Task statement
Update the items below by changing "hair bun" to "ponytail" in the part that opens with the line containing "Teacher note: have the class pick out the chain" and runs through the end of the items. Give that part again with everything else unchanged.

— start Dataset records —

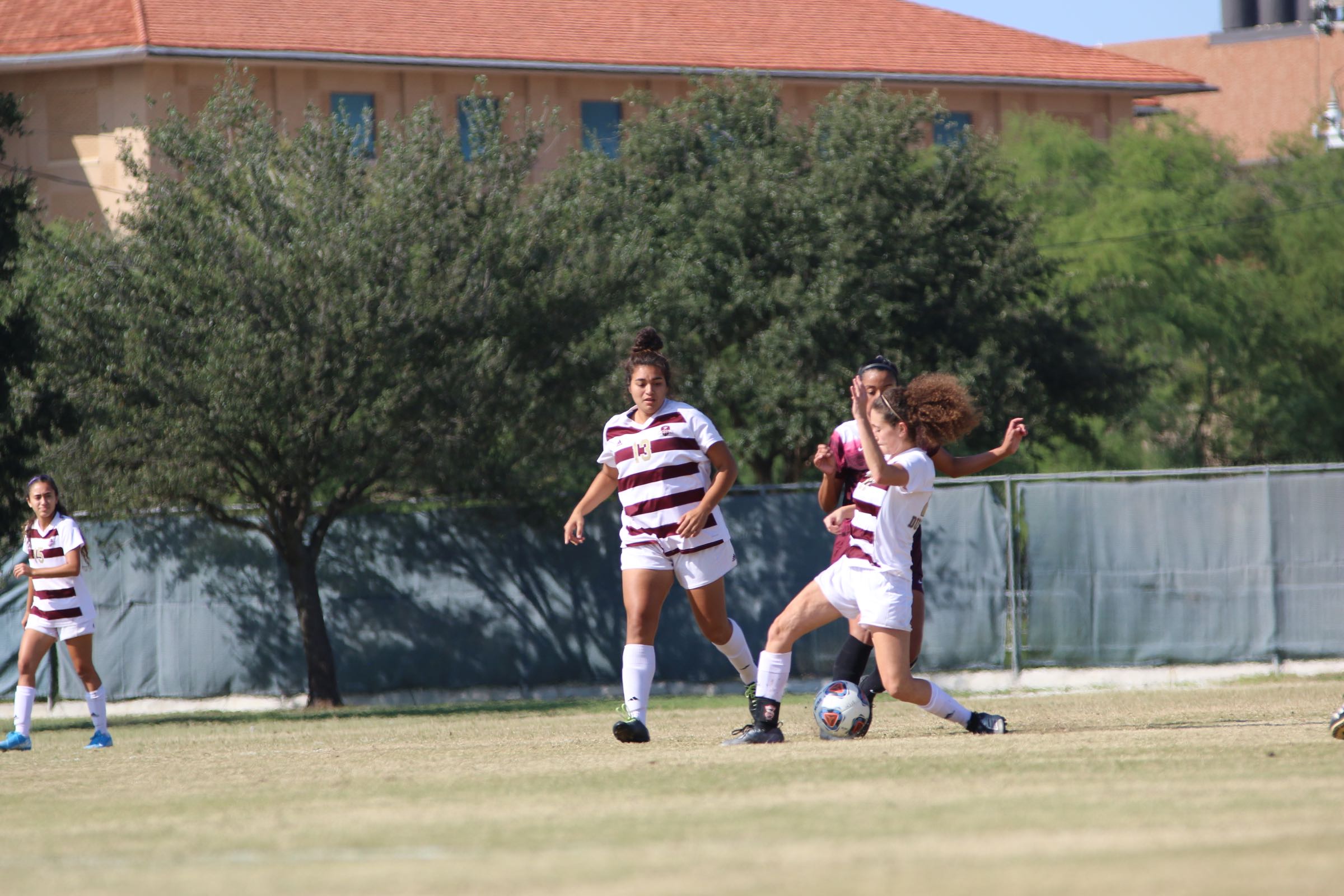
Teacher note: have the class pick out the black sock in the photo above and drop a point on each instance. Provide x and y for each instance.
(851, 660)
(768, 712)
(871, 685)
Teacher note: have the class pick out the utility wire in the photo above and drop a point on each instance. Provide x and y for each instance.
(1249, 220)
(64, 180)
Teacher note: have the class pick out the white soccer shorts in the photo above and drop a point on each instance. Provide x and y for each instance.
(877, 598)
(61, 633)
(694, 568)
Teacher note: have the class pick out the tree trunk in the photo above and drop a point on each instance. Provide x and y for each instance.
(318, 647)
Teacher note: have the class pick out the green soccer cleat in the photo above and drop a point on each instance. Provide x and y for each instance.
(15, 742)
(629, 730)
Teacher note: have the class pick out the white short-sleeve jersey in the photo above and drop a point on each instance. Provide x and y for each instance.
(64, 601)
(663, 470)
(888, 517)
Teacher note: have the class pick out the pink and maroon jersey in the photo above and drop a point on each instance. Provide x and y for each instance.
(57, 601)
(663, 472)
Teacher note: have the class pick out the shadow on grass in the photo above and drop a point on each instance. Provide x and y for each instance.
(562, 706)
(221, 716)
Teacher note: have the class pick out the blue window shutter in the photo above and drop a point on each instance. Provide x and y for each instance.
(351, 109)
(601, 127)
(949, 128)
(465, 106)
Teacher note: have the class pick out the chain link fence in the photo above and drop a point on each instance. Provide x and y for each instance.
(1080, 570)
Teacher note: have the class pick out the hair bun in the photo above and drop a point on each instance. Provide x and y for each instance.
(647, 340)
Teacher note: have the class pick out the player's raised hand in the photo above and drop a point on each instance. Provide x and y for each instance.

— end Dataset records —

Exercise result
Teacher note: have the class pick out the chain link fence in the photo above and drop a point on each instance. Provide x and y for each instance.
(1080, 570)
Teacher note: have the class pick out the ponytail in the photo above and drop a point on each instance. Provide x and y for each instance.
(647, 340)
Teacher note: have the class pick out the player's raised hand in the photo above and drop a point on each instance. Provide x and y for each instance.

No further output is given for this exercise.